*To be done*
Word for word, transcribe the lines below and drop the pictures.

*Task inputs*

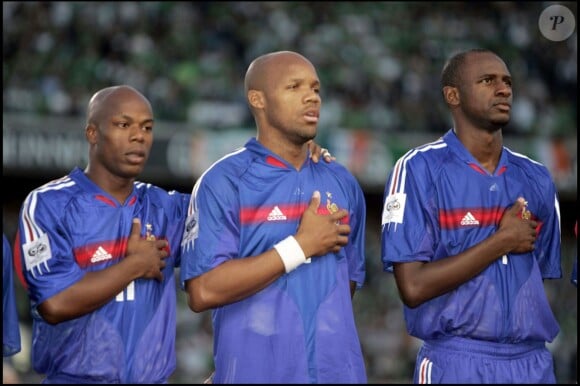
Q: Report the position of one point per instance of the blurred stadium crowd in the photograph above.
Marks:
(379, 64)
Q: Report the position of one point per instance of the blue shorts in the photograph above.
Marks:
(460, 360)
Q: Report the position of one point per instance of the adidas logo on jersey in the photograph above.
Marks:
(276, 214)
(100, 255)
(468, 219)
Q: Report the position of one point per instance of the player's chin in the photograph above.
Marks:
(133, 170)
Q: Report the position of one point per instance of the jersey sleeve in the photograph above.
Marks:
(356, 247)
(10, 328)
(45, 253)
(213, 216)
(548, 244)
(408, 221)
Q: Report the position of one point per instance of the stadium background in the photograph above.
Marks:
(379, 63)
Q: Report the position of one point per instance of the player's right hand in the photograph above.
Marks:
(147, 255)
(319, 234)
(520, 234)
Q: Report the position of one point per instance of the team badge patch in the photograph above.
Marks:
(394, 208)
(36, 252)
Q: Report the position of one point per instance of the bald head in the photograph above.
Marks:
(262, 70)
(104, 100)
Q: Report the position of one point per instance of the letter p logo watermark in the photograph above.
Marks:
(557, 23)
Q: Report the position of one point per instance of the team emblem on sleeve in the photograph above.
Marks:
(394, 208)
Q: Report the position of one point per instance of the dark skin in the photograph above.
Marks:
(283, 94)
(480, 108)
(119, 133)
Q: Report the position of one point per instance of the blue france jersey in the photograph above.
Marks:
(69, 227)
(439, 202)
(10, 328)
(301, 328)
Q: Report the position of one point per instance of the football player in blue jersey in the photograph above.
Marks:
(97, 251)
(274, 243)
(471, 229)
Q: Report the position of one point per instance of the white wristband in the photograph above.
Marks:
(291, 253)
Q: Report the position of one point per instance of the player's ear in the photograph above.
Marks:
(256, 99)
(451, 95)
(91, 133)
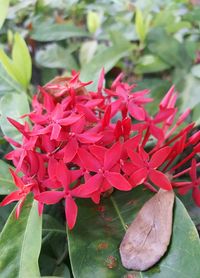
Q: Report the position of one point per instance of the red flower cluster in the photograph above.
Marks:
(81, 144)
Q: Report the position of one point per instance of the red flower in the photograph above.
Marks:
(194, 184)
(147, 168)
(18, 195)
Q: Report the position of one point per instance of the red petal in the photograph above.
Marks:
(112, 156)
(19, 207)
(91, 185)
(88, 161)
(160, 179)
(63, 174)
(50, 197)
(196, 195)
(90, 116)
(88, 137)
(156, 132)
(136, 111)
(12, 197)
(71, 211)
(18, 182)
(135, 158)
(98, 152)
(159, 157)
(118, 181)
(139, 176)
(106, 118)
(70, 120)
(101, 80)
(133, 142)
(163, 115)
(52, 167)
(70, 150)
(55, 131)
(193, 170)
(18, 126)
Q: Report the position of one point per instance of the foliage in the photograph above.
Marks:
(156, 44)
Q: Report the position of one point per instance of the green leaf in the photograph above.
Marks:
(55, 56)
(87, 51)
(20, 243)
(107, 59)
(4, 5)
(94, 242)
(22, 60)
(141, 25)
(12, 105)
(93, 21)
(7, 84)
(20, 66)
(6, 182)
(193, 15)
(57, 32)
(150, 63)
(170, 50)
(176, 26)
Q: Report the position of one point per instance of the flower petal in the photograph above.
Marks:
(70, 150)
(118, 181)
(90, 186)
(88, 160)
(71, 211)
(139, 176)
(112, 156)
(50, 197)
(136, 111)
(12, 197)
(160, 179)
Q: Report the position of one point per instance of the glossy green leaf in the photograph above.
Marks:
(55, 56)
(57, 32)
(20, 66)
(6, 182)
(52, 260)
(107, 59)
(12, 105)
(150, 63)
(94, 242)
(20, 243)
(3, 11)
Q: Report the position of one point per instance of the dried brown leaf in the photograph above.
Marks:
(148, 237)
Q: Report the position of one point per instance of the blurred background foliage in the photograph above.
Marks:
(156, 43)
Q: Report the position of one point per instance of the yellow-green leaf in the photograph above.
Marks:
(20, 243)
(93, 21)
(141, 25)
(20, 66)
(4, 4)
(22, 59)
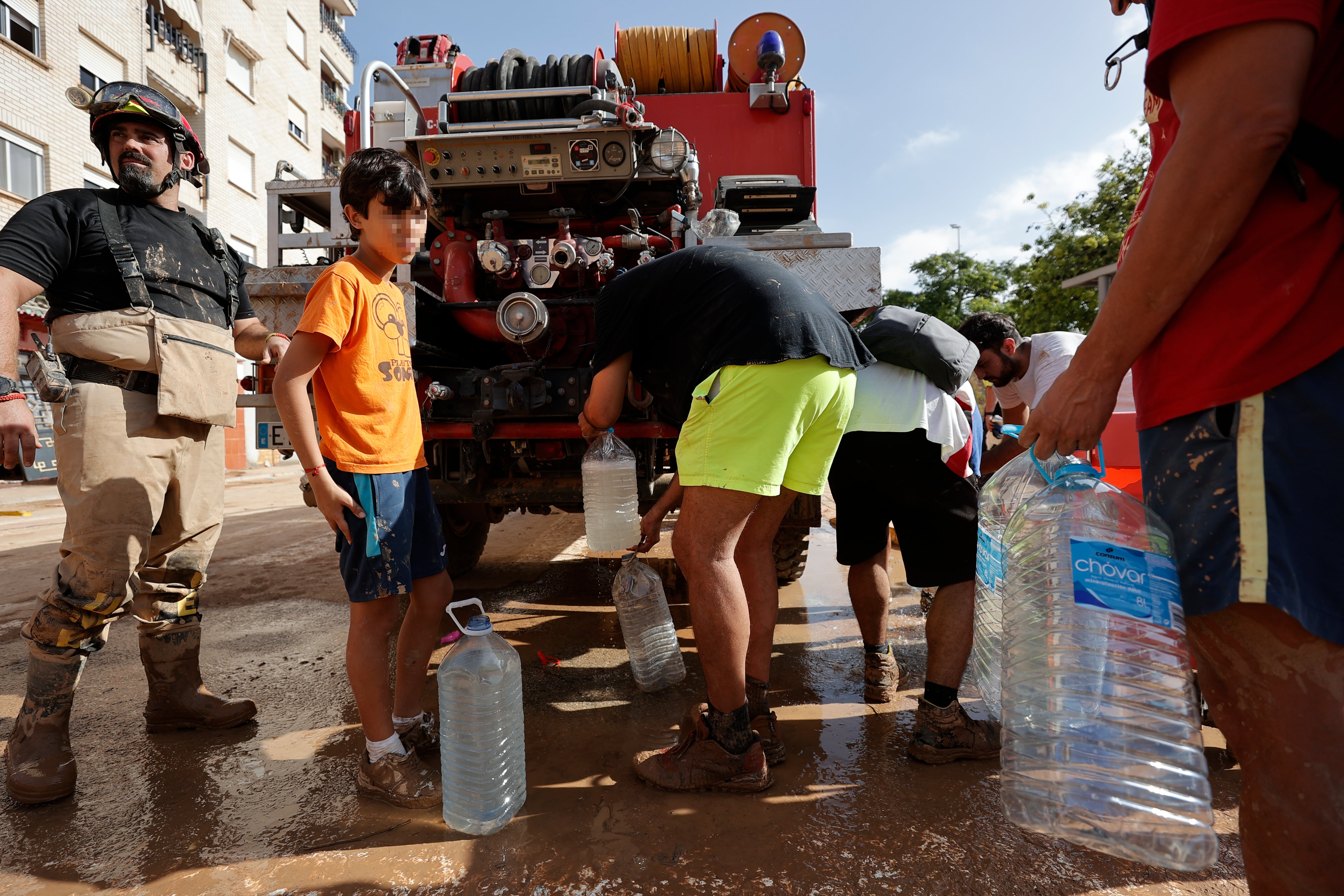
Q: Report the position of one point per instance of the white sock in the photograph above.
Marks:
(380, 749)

*Completed task*
Q: Report the position of one point per instance of the blurred stadium crowd in the photograph above.
Marks:
(379, 64)
Q: Report the position of one point per instance of the blue shorts in the photograph above.
Marks:
(460, 360)
Q: Report the position of one point per instance of the adidas logo on jersey in the photograph above.
Marks:
(276, 214)
(100, 255)
(468, 219)
Q: Report the position of one point per instance of the player's chin in the photograph above.
Marks:
(133, 170)
Q: Report the position of one point per instance of the jersey sleeve in the photograph above.
Marks:
(356, 247)
(10, 328)
(45, 253)
(213, 216)
(548, 244)
(408, 221)
Q: Report the position of one point per instance of the stadium background in the photograph above.
Marks:
(379, 63)
Q: Report the position of one point per instance of the player's right hand in the photograph above.
Marks:
(147, 255)
(319, 234)
(520, 234)
Q: Report the position of one point per instance of the team badge patch in the photograph above.
Marks:
(394, 208)
(36, 252)
Q: Report the position of one point per instance of the bald head in the photograph above.
Marks:
(262, 70)
(104, 100)
Q: Report the position of one point per instance of the letter p logo watermark in the photograph above.
Marks:
(557, 23)
Q: Report the position of one point per instance of the team emblem on sleeve in the photograph above.
Marks:
(394, 208)
Q: Report the position of one point per instance of the dark skin in the photograph above.
Marks:
(283, 94)
(480, 108)
(119, 133)
Q: Report the position of one point per instance of the blue france jersey in the photograph above.
Marks:
(69, 227)
(439, 202)
(10, 328)
(301, 328)
Q: Report the position of one point per instance of the football player in blue jersey in the photograph above.
Marks:
(97, 251)
(274, 243)
(471, 229)
Q: Report the position of one point per instance of the white wristband in the photograph above.
Marks:
(291, 253)
Q: Report the position of one point per instance of the player's ear in the photograph above.
Marks:
(256, 99)
(451, 95)
(91, 133)
Q: Report the position of one point per instance of the red flower cluster in the photograph above.
Marks:
(81, 144)
Q: Report the position of one point per instance of the red flower in the photograph above.
Marks:
(194, 184)
(147, 168)
(18, 195)
Q: Report the position of one point per instance of the red petal in the photograph above.
Marks:
(112, 156)
(19, 207)
(91, 185)
(88, 161)
(160, 179)
(63, 174)
(50, 197)
(196, 195)
(90, 116)
(88, 137)
(156, 132)
(136, 111)
(12, 197)
(71, 211)
(18, 182)
(135, 158)
(98, 152)
(159, 157)
(118, 181)
(139, 176)
(106, 118)
(70, 120)
(101, 80)
(133, 142)
(163, 115)
(52, 167)
(70, 150)
(55, 131)
(193, 170)
(18, 126)
Q: Report the position of one point per instance of the foliage in the photograph above.
Marks:
(156, 44)
Q: Report the position of one point per instance of the green leaf in the photograph above.
Marks:
(55, 56)
(87, 51)
(20, 243)
(107, 59)
(4, 5)
(94, 242)
(22, 60)
(141, 25)
(12, 105)
(93, 21)
(7, 84)
(20, 66)
(6, 182)
(193, 15)
(57, 32)
(150, 63)
(170, 50)
(176, 26)
Q: Report the position of one point per instance of the flower petal in the photograph above.
Marks:
(70, 150)
(118, 181)
(90, 186)
(88, 160)
(71, 211)
(139, 176)
(112, 156)
(50, 197)
(136, 111)
(12, 197)
(160, 179)
Q: Report the position of one point per instance of the glossy green leaf in the photograph above.
Marks:
(55, 56)
(57, 32)
(20, 66)
(6, 182)
(52, 260)
(107, 59)
(12, 105)
(150, 63)
(94, 242)
(20, 243)
(3, 11)
Q: Report the position of one point per instance of the dried brown leaf in the photograph above.
Marks:
(148, 237)
Q: Report the position of one point per instance of the blurred background foliage in the photograph above.
Marks:
(156, 43)
Q: Report the position of one point per instance of the yellow-green leaf in the photograph above.
Marks:
(20, 243)
(93, 21)
(141, 25)
(20, 66)
(4, 4)
(22, 59)
Q: Report the position of one point per instance of the white sock in the photograph above.
Marks:
(380, 749)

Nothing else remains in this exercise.